WHAT IS ASKED: Count the lines in the material below that contain the string "black", matching case exactly, and reply with only the number.

BEGIN MATERIALS PROVIDED

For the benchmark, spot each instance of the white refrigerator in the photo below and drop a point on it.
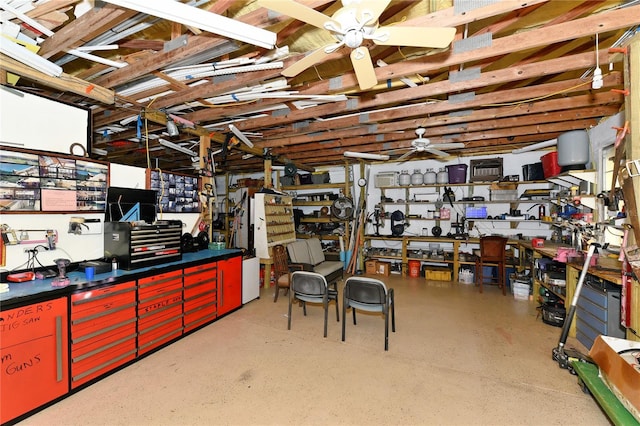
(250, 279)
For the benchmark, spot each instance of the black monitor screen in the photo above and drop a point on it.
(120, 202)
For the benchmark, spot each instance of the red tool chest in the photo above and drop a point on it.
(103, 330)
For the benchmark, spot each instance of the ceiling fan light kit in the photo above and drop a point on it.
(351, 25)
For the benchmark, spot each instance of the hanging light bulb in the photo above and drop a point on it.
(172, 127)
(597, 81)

END MATERIALS PROVIDED
BEGIN MATERIALS PROVIDED

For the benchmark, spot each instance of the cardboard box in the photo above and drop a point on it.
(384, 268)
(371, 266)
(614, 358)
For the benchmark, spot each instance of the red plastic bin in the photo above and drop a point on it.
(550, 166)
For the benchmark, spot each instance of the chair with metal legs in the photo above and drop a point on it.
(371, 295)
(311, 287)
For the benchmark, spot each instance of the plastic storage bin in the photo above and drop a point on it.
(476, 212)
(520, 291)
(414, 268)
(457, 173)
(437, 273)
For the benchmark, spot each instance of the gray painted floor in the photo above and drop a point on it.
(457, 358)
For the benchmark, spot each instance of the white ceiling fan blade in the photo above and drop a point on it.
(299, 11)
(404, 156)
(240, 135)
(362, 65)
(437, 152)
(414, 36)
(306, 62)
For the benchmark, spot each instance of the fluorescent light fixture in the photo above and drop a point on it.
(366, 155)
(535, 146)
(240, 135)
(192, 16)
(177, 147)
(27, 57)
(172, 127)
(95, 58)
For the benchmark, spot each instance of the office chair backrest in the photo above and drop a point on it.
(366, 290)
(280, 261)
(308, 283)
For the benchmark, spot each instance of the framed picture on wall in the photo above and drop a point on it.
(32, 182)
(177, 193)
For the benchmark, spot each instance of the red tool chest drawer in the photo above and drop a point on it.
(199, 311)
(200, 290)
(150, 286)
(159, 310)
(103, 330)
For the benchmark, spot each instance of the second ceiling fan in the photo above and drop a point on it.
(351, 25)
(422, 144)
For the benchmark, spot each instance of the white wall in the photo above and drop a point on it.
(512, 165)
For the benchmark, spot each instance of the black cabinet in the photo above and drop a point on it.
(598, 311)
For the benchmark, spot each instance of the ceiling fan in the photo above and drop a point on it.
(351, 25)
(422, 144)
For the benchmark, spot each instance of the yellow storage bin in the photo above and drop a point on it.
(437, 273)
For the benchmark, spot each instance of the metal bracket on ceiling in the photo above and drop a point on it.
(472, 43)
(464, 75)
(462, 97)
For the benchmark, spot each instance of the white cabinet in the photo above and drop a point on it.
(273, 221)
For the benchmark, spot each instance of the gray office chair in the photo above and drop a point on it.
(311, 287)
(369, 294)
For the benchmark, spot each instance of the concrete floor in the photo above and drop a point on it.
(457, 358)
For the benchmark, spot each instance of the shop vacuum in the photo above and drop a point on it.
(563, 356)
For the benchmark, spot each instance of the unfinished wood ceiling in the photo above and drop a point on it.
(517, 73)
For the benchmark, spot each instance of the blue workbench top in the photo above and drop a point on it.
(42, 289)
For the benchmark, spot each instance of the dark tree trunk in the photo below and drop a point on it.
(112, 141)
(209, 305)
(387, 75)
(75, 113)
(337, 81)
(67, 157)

END MATERIALS PROVIDED

IN RESPONSE: 2